WHAT IS BEING ASKED:
Write out each of the following lines word for word, with no changes.

Annotation data for object locations:
══════════════════════════════

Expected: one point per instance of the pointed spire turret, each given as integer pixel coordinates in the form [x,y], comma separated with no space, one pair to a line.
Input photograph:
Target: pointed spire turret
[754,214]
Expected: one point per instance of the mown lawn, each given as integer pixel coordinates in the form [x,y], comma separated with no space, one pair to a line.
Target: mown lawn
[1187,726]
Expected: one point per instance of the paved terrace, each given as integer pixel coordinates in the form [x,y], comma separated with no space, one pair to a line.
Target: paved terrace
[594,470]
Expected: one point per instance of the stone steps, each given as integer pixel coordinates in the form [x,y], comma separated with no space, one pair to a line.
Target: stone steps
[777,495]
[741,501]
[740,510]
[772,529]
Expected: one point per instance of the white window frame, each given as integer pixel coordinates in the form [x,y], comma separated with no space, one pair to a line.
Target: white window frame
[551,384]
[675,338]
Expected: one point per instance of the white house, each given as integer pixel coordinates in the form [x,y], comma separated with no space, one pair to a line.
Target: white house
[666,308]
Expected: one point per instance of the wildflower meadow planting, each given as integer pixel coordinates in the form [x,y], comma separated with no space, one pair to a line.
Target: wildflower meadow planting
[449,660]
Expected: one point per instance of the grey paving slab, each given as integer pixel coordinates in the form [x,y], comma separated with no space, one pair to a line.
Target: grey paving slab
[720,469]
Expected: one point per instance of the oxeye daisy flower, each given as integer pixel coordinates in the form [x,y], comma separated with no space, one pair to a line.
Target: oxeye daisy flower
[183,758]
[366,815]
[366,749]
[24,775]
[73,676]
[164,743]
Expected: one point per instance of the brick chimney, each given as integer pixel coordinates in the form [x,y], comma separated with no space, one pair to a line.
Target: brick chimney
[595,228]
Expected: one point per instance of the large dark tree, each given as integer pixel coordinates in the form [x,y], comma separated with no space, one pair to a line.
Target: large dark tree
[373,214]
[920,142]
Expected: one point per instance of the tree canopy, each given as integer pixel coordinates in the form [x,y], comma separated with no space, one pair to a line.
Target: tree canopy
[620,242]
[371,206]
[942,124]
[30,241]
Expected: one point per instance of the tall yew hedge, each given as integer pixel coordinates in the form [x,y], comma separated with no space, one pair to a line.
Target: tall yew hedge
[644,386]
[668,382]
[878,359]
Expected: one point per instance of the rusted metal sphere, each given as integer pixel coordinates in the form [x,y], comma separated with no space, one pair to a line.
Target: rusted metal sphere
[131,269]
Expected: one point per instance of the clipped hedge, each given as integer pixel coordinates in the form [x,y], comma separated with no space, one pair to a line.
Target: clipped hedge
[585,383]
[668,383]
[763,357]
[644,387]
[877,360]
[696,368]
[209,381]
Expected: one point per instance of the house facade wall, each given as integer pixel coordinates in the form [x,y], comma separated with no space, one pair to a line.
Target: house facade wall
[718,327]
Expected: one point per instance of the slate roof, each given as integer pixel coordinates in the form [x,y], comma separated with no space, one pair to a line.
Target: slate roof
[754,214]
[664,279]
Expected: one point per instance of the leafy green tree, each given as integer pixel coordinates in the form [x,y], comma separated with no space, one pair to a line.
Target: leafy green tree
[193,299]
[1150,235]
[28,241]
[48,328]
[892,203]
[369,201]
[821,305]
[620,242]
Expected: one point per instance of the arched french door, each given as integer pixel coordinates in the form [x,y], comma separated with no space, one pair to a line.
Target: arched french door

══════════════════════════════

TASK SOLUTION:
Expected: one point per instance of the pointed spire turret, each given as integer pixel coordinates in the form [x,y], comma separated with no space, one pair to a line.
Input photograph:
Target: pointed spire turret
[754,214]
Expected: one point per instance of the mown lawn, each given as integer pixel coordinates in the form [x,y], comma separated with no space, one pair to a line.
Target: mown lawn
[1187,726]
Expected: one point per instance of the paved terrace, each given as integer pixel coordinates in the form [x,y], comma separated with no space, one pair to a line.
Target: paved terrace
[594,470]
Expected: one point per instance of the stone steps, each given as integer pixel coordinates in the form [x,y], comma separated with no space, one pair to a line.
Target: stone steps
[777,495]
[741,501]
[740,510]
[772,529]
Expected: one point per instance of the white window frame, each given as integer pixel coordinates in the form [x,y], comma separated with no space, one pair to a line.
Target: white window frame
[551,384]
[675,338]
Expected: one point per instance of the white house, each given as integer pixel coordinates in the form [x,y], comma separated with no space, one pair to a line.
Target: white house
[666,308]
Expected: one point per instance of the wildflower meadow planting, each given as integer pixel coordinates in the form [x,y], comma separated with no space, one pair to a line.
Target: wildflower meadow planting
[449,660]
Expected: one point per instance of the grey paving slab, each given as integer pixel coordinates in the form [x,y], comma separated with no space, one pair to a line.
Target: grey paving slab
[720,469]
Expected: one point per instance of the oxeye daisy flower, each given as integer pixel coordinates in the form [x,y], comma separated with no space, one pair to a line.
Target: oxeye daisy flower
[183,758]
[366,815]
[366,749]
[24,775]
[73,676]
[164,743]
Expected: one point per instance of the brick chimney, each given as integer pixel coordinates in the form [x,y], comma separated with no space, one pair to a line.
Target: brick chimney
[595,228]
Expected: one point per instance of the large dark tree, each given as integer pixel coordinates in the form [x,y], comma separated with no space, one pair to a line.
Target: large dark tree
[373,214]
[920,142]
Expected: one point per instance of the tree canopy, each given as integer pixel coordinates in the form [x,y], comma separated with no space, one pair to a line.
Target: tree canopy
[620,242]
[371,206]
[942,124]
[30,241]
Expected: one point per instance of the tall yew hedge, each given as integer pixel coordinates in the form [x,y], comma separated with no space, one pair to a line.
Target: tall yew hedge
[644,386]
[668,382]
[878,359]
Expected: one point per instance of the rusted metal sphere, each given as integer pixel coordinates in the form [x,y], comma separated with no space, one pair to a line.
Target: rusted metal sphere
[131,269]
Expected: one point per instance of the clipped hedge, each given as integer pixel coordinates in the form [x,y], comma separated with no space, one pair to a line.
Target: clipped hedge
[585,383]
[668,383]
[763,357]
[644,387]
[877,360]
[696,368]
[209,381]
Expected: one point per instance of the house facade wall, each given as integer pixel coordinates in the form [x,y], comma separated with no space, one pair to a line.
Target: house facade wall
[718,327]
Expected: one point per instance of the slate roof, each given as integer pixel coordinates in the form [x,y], comma separated with no space, one pair to a line.
Target: slate roof
[754,214]
[664,279]
Expected: one point per instance of the leafy green tree, each given as integer pixel coordinates in the form [x,y], comma separated with no space, one pair to a line.
Target: leafy green tree
[193,299]
[1150,235]
[28,241]
[48,328]
[892,203]
[369,201]
[821,305]
[620,242]
Expected: one point per instance of the arched french door, each given as integer pixel coordinates in the form [x,y], comma separated with no space, one pair to a line.
Target: arched french door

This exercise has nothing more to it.